◆ TASK INSTRUCTIONS:
An exact copy of all the entries is what is needed here.

# # # #

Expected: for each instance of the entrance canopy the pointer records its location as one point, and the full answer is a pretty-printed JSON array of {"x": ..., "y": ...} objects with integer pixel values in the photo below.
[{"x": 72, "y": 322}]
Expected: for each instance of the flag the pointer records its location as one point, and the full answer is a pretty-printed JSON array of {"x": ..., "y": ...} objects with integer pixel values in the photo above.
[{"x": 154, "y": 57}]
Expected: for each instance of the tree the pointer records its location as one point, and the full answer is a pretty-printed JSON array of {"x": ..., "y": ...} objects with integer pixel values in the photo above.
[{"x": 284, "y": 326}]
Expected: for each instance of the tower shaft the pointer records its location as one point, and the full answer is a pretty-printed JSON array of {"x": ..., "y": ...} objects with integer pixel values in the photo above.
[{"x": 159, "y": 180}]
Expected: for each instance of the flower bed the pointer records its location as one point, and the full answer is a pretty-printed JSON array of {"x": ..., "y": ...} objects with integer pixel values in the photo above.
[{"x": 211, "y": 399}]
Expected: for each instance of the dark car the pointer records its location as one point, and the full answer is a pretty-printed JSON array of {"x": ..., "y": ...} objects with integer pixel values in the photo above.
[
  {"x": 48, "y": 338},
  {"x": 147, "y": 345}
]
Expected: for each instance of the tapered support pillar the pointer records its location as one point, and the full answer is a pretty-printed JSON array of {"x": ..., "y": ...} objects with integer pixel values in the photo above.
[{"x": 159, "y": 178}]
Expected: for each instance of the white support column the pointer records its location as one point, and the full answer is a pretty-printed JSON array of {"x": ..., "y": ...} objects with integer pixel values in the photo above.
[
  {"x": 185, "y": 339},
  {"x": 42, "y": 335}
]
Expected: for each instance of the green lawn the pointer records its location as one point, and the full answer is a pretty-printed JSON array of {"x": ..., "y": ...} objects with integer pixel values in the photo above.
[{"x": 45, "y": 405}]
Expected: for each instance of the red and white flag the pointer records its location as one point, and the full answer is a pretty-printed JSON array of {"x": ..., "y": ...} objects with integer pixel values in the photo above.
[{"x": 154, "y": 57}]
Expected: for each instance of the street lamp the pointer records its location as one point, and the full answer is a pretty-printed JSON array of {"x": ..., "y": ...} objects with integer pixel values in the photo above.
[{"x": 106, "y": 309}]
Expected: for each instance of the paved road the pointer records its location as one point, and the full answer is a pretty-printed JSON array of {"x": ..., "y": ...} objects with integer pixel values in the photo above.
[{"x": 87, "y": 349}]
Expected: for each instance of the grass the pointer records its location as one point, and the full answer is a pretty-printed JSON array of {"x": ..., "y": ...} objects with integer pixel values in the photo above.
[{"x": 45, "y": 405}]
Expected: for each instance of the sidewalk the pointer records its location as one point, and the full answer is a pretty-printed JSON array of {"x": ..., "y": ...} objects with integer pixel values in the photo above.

# # # #

◆ WRITTEN ANSWER:
Expected: for each instance of the entrance canopy the pointer records its location as one point, and the full answer is a pretty-printed JSON array of {"x": ..., "y": ...} objects with integer pixel values in the photo below.
[{"x": 72, "y": 322}]
Expected: for each instance of the flag the pointer records its location as one point, and the full answer is a pretty-printed JSON array of {"x": ..., "y": ...} objects with integer pixel values in the photo above.
[{"x": 154, "y": 57}]
Expected: for each instance of the tree the pointer records its location as one point, and the full answer is a pretty-printed JSON array of {"x": ..., "y": ...} objects with integer pixel values in the photo above.
[{"x": 284, "y": 326}]
Expected: for each instance of the tower shaft the pointer records its location as one point, and the full answer is a pretty-printed JSON array of {"x": ..., "y": ...} objects with integer pixel values in the photo above.
[{"x": 159, "y": 180}]
Expected: for each instance of the flower bed the pointer records its location as one point, and the full answer is a pretty-printed JSON array of {"x": ..., "y": ...} objects with integer pixel values in the photo above.
[{"x": 211, "y": 399}]
Expected: for each instance of the dark car the pointer records its location as one point, and the full answer is a pretty-printed JSON array of {"x": ..., "y": ...} objects with integer pixel values in the photo above.
[
  {"x": 48, "y": 338},
  {"x": 147, "y": 345}
]
Expected: for each instance of the tapered support pillar the pointer records its location as one point, and the full answer is a pretty-printed JSON array of {"x": ..., "y": ...} objects with integer pixel values in the photo above.
[{"x": 159, "y": 178}]
Expected: for each instance of the white support column the pointer records its location as one point, and the full answer is a pretty-printed JSON array of {"x": ..., "y": ...} objects with integer pixel values in the photo above.
[
  {"x": 185, "y": 339},
  {"x": 42, "y": 335}
]
Expected: for each instance of the green lawn the pointer records its location as one point, and the full answer is a pretty-printed JSON array of {"x": ..., "y": ...} objects with integer pixel values in the photo above.
[{"x": 45, "y": 405}]
Expected: for each instance of the red and white flag the pointer records its location as one point, and the full answer is a pretty-printed JSON array of {"x": ..., "y": ...} objects with integer pixel values in the photo above.
[{"x": 154, "y": 57}]
Expected: for each instance of the street lamp the pointer records its location as one point, and the full answer is a pretty-printed JSON array of {"x": ..., "y": ...} objects with integer pixel values in the photo above.
[{"x": 106, "y": 309}]
Expected: for each instance of the paved road the pointer records its location as one point, and the full answer is a pretty-printed JSON array of {"x": ..., "y": ...} objects with integer pixel values in the photo above.
[{"x": 87, "y": 349}]
Expected: for each instance of the grass the pointer records its location as one point, and the full answer is a pretty-printed JSON array of {"x": ..., "y": ...} objects with integer pixel values in the photo above.
[{"x": 45, "y": 405}]
Expected: for each instance of the sidewalk the pointer records its location as one point, and the full answer is a pretty-printed JSON array of {"x": ..., "y": ...} objects with integer pixel values in the photo above.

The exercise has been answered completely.